___ Information supplied ___
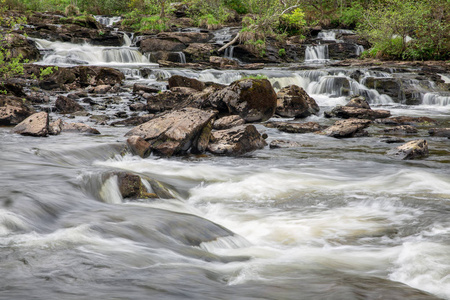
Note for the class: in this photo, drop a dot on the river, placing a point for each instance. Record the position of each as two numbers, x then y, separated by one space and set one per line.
332 219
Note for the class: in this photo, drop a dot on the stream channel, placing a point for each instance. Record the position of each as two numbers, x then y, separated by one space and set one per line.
331 219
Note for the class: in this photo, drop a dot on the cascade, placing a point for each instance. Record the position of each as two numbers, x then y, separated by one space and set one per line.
317 53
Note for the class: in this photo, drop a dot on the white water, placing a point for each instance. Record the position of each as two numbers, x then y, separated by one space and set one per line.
61 53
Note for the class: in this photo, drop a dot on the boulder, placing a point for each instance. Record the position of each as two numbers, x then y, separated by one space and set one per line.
199 52
34 125
13 110
144 88
402 129
254 100
275 144
223 62
133 121
78 127
236 141
411 150
295 127
181 81
293 101
102 89
228 122
406 120
174 132
139 146
67 105
440 132
348 128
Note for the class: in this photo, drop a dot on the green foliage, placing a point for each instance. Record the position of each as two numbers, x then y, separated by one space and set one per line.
408 29
47 71
293 22
353 15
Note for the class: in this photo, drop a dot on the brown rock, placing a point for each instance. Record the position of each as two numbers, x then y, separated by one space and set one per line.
174 132
275 144
181 81
293 101
67 105
34 125
139 146
441 132
228 122
236 141
348 128
411 150
13 110
252 99
295 127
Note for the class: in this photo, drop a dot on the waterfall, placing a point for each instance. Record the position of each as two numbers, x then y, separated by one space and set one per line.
229 52
107 21
317 53
436 99
61 53
182 57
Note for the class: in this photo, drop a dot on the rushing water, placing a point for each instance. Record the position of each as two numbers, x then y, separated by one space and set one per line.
331 219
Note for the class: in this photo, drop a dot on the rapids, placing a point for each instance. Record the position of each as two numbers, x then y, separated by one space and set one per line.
332 219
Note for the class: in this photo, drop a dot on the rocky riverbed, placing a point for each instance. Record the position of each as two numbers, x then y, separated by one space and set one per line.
153 165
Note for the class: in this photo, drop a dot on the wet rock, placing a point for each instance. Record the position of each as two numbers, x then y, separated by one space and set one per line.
228 122
348 112
348 128
133 121
392 140
223 62
66 105
79 127
174 132
295 127
18 45
139 146
275 144
34 125
13 110
55 127
252 99
181 81
236 141
358 102
102 89
402 129
293 101
440 132
144 88
131 186
411 150
405 120
198 52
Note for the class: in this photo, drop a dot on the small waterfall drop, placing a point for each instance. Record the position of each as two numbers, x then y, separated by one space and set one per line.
316 54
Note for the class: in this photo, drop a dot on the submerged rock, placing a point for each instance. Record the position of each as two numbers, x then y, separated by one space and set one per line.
34 125
181 81
236 141
253 100
275 144
348 128
295 127
411 150
66 105
293 101
13 110
175 132
440 132
228 122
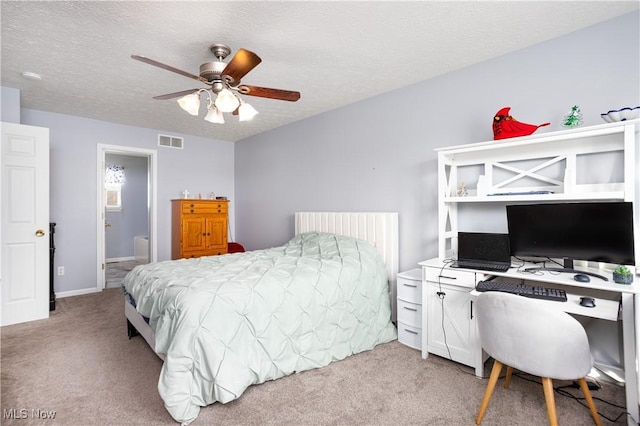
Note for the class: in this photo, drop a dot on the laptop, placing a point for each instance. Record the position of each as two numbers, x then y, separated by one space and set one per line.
483 251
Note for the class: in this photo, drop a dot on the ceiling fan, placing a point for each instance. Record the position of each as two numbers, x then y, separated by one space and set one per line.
223 80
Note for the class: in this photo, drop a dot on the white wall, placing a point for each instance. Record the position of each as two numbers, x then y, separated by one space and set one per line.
378 154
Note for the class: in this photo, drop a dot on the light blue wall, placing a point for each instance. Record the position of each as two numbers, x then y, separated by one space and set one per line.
10 110
133 219
204 165
377 155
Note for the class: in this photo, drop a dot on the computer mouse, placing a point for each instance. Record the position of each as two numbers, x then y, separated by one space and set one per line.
582 278
588 302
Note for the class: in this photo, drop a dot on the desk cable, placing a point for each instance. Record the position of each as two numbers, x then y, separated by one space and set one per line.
441 295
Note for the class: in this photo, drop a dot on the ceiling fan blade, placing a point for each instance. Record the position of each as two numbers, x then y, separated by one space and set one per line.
175 95
167 67
265 92
243 62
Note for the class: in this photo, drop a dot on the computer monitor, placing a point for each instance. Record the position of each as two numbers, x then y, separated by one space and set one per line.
597 231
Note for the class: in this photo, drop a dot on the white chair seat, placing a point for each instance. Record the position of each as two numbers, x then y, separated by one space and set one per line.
530 336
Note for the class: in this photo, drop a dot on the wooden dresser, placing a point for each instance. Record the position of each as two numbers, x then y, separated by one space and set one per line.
198 228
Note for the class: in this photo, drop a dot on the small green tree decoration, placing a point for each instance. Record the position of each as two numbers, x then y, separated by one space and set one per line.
622 275
574 118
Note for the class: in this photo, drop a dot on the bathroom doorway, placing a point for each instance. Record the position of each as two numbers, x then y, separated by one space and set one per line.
126 234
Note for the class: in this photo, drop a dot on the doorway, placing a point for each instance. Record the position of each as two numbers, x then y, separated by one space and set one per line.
132 225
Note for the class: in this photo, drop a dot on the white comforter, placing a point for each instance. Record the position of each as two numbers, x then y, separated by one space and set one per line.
227 322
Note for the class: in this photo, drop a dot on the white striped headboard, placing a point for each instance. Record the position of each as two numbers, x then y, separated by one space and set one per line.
380 229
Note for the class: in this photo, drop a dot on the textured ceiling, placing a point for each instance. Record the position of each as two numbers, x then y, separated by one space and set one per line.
334 53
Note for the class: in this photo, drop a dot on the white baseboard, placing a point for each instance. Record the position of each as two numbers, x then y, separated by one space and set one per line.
119 259
80 292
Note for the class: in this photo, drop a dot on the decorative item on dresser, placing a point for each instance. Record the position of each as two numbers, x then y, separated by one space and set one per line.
198 228
410 308
319 298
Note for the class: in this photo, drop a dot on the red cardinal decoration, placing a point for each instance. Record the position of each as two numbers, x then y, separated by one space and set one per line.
505 126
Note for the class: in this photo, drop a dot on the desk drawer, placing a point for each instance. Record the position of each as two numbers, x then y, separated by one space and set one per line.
410 313
409 290
410 336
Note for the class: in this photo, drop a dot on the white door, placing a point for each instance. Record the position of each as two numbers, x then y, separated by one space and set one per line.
24 248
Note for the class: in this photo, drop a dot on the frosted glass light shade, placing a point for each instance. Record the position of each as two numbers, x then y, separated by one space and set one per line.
246 112
226 101
190 103
214 116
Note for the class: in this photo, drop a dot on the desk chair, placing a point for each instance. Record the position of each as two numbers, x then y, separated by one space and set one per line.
528 335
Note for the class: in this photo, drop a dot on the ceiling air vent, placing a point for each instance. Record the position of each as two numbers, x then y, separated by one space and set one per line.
170 141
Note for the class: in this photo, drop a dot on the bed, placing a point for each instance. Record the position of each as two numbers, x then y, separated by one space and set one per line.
223 323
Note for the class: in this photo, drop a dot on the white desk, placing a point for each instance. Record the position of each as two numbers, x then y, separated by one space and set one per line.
613 302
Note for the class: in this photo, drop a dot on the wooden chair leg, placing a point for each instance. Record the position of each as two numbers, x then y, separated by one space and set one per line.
587 396
507 378
547 387
493 379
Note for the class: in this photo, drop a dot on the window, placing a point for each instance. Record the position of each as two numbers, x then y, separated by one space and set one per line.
113 180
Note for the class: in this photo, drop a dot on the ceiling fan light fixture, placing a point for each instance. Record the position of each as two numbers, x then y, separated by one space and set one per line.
190 103
214 115
246 112
226 101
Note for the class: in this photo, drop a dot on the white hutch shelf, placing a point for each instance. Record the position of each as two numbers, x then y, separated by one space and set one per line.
551 167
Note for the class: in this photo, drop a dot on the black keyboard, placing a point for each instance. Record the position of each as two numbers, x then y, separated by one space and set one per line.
483 266
535 292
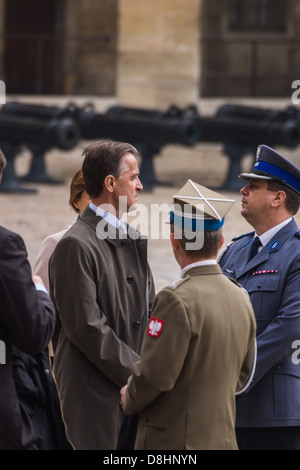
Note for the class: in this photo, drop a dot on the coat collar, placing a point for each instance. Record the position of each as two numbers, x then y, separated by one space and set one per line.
274 245
113 235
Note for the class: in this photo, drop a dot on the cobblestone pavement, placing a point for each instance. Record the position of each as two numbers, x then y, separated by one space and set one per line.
34 216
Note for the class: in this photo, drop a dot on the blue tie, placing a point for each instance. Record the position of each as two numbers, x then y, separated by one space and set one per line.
255 244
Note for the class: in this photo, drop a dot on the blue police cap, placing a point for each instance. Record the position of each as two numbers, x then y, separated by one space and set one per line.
270 165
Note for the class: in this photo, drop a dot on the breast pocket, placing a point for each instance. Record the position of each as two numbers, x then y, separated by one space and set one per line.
265 295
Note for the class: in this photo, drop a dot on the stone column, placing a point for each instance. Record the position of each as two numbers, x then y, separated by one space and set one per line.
158 52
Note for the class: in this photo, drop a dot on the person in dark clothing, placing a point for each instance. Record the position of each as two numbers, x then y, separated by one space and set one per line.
27 321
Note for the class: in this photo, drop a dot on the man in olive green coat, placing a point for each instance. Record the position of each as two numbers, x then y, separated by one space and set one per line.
101 286
199 350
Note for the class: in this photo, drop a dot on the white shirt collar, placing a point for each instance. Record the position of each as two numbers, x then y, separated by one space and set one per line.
197 263
267 236
111 218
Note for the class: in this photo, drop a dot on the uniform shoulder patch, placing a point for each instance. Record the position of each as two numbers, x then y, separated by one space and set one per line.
___
§ **Instructions to follow**:
Each line from the one holding "man in olive" down to the end of the records above is to be repeated exactly; no other line belongs in the reply.

§ **Reply to the exercise**:
Note for the class: in this photo, drop a dot on the man in olive green coat, placing a point for each instance. Record the position of each as two numbers, x then y, separated by one space and set one per line.
101 286
199 350
Note for the class: in this photo, drop a dot on the white shirt collar, placing a point for each instance. Record the position of each as two numbers, x then y, separated by one space and set one per line.
197 263
267 236
111 218
Note for the class: in this photo, drop a dot on the uniform shoulder patch, placing a point for each instance. Record the position of each as two numbers, x then y, separated by one space and set one per line.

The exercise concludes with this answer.